= Work request =
Reproduce the listing that follows, unchanged and complete.

= Data =

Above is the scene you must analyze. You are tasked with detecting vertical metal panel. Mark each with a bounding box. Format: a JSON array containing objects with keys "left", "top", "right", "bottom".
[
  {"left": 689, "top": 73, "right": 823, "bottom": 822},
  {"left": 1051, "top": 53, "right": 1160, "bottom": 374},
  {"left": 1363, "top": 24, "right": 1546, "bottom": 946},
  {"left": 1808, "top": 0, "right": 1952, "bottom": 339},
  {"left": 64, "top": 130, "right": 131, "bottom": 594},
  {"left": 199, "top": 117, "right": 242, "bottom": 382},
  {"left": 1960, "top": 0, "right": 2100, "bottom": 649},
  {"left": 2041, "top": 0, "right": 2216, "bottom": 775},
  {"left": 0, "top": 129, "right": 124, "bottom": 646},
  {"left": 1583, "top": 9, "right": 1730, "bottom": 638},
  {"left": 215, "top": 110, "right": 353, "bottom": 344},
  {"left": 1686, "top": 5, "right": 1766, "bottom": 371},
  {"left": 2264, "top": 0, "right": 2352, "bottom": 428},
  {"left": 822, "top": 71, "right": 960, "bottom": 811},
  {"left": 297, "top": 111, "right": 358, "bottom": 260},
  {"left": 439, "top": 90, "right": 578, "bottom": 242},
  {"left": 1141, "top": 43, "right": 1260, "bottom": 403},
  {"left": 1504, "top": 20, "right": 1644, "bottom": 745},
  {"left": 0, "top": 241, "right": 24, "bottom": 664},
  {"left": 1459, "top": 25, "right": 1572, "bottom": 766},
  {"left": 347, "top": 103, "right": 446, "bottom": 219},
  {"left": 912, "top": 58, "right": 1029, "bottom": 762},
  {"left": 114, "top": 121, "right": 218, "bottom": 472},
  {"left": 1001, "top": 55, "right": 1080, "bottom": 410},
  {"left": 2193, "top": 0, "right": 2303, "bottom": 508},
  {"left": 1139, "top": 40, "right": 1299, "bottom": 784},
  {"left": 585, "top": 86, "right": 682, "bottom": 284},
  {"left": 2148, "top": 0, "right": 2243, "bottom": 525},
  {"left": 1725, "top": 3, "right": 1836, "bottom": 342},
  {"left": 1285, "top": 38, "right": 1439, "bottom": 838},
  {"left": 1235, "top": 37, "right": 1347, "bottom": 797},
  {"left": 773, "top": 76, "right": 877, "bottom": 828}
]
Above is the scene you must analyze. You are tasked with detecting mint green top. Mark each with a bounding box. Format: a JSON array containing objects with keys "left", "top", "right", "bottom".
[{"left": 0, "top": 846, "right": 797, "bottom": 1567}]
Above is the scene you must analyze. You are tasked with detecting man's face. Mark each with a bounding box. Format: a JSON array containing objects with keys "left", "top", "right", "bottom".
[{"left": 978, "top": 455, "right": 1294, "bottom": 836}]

= Solution for this problem =
Above is the scene you must analyze. You are tasked with detecting vertical metal panel. Mark each with a bounding box. Format: a JSON array containing objects with keys "left", "top", "right", "bottom".
[
  {"left": 689, "top": 73, "right": 823, "bottom": 822},
  {"left": 1051, "top": 53, "right": 1160, "bottom": 374},
  {"left": 1363, "top": 24, "right": 1546, "bottom": 946},
  {"left": 1808, "top": 0, "right": 1952, "bottom": 339},
  {"left": 64, "top": 130, "right": 131, "bottom": 594},
  {"left": 199, "top": 117, "right": 242, "bottom": 382},
  {"left": 1960, "top": 0, "right": 2100, "bottom": 649},
  {"left": 2041, "top": 0, "right": 2216, "bottom": 775},
  {"left": 0, "top": 129, "right": 124, "bottom": 646},
  {"left": 1583, "top": 9, "right": 1730, "bottom": 638},
  {"left": 215, "top": 110, "right": 353, "bottom": 344},
  {"left": 1686, "top": 5, "right": 1766, "bottom": 371},
  {"left": 2264, "top": 0, "right": 2352, "bottom": 428},
  {"left": 822, "top": 71, "right": 960, "bottom": 811},
  {"left": 297, "top": 111, "right": 358, "bottom": 260},
  {"left": 439, "top": 90, "right": 578, "bottom": 242},
  {"left": 1141, "top": 43, "right": 1260, "bottom": 403},
  {"left": 1504, "top": 20, "right": 1644, "bottom": 745},
  {"left": 0, "top": 241, "right": 24, "bottom": 664},
  {"left": 1459, "top": 25, "right": 1572, "bottom": 766},
  {"left": 347, "top": 103, "right": 446, "bottom": 219},
  {"left": 912, "top": 58, "right": 1029, "bottom": 762},
  {"left": 114, "top": 121, "right": 218, "bottom": 472},
  {"left": 1001, "top": 55, "right": 1080, "bottom": 410},
  {"left": 2193, "top": 0, "right": 2303, "bottom": 508},
  {"left": 1139, "top": 40, "right": 1299, "bottom": 784},
  {"left": 585, "top": 86, "right": 682, "bottom": 284},
  {"left": 2148, "top": 0, "right": 2243, "bottom": 525},
  {"left": 1725, "top": 3, "right": 1836, "bottom": 342},
  {"left": 1285, "top": 38, "right": 1439, "bottom": 838},
  {"left": 1235, "top": 37, "right": 1347, "bottom": 797},
  {"left": 773, "top": 76, "right": 877, "bottom": 828}
]
Above is the scene you must analyze. You are tasked with detecting mint green top. Mark each with a bounding box. Format: a JSON array containing objects with keys "left", "top", "right", "bottom".
[{"left": 0, "top": 846, "right": 797, "bottom": 1567}]
Above is the scene you must analyze. You are tasked with detecting man's face. Mark each with a bounding box. Format: a JSON array containing objects with keys "left", "top", "right", "bottom".
[{"left": 978, "top": 455, "right": 1294, "bottom": 836}]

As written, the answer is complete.